Copy every line of the listing that holds the string "instance".

* _Data shown_:
------------------------------------------------------------------------
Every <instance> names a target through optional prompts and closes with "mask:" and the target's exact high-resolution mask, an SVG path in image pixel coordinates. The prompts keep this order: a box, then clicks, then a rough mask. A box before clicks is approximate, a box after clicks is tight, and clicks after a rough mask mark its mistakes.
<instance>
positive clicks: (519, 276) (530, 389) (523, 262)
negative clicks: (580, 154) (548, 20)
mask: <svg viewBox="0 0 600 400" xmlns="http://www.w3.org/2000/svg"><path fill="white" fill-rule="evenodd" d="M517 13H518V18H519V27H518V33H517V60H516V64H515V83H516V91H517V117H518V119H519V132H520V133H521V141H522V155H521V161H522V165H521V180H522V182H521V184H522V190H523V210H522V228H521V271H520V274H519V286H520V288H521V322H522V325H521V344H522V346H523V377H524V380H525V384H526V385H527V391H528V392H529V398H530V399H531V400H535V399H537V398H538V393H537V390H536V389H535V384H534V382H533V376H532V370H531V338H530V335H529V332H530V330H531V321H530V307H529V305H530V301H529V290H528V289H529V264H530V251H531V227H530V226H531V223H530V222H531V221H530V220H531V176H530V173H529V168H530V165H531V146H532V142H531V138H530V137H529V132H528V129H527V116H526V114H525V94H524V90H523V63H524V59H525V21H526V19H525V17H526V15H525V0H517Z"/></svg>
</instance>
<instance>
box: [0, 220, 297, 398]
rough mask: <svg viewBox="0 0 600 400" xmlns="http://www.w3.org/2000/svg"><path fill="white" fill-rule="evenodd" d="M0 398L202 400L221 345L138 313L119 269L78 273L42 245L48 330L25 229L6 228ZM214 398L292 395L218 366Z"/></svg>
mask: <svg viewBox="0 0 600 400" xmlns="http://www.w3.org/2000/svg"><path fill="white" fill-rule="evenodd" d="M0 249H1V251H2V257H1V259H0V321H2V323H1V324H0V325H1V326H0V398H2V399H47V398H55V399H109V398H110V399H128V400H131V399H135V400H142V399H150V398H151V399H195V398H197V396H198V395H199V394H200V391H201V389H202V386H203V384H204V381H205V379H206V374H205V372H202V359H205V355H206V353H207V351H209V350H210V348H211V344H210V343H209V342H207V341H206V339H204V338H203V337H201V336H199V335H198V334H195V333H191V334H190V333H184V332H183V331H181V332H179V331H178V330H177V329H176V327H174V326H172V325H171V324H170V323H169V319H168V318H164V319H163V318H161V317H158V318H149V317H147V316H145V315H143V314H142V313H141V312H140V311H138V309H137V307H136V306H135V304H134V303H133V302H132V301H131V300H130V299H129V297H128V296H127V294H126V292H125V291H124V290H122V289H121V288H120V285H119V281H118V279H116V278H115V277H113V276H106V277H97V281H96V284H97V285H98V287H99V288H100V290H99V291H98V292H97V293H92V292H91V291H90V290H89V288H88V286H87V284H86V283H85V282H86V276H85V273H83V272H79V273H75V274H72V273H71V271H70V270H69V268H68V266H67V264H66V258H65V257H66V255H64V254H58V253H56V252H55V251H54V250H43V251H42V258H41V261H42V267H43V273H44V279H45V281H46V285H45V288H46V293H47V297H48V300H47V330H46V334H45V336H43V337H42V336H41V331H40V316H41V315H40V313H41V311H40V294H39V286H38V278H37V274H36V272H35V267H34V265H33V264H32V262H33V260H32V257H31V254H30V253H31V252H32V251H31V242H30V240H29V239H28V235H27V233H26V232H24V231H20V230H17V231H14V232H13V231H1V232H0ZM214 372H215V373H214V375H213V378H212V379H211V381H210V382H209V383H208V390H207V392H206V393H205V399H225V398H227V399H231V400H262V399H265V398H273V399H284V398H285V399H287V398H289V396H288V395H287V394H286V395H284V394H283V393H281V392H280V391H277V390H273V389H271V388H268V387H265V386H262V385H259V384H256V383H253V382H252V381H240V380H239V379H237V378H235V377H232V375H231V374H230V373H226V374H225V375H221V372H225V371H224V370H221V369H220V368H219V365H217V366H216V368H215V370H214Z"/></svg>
------------------------------------------------------------------------
* _Output below_:
Every <instance> names a target through optional prompts and closes with "mask:" and the target's exact high-resolution mask, an SVG path in image pixel coordinates. The prompts keep this order: a box, then clicks, then a rough mask. A box before clicks is approximate, a box after clicks is tight, and clicks after a rough mask mark its mistakes.
<instance>
</instance>
<instance>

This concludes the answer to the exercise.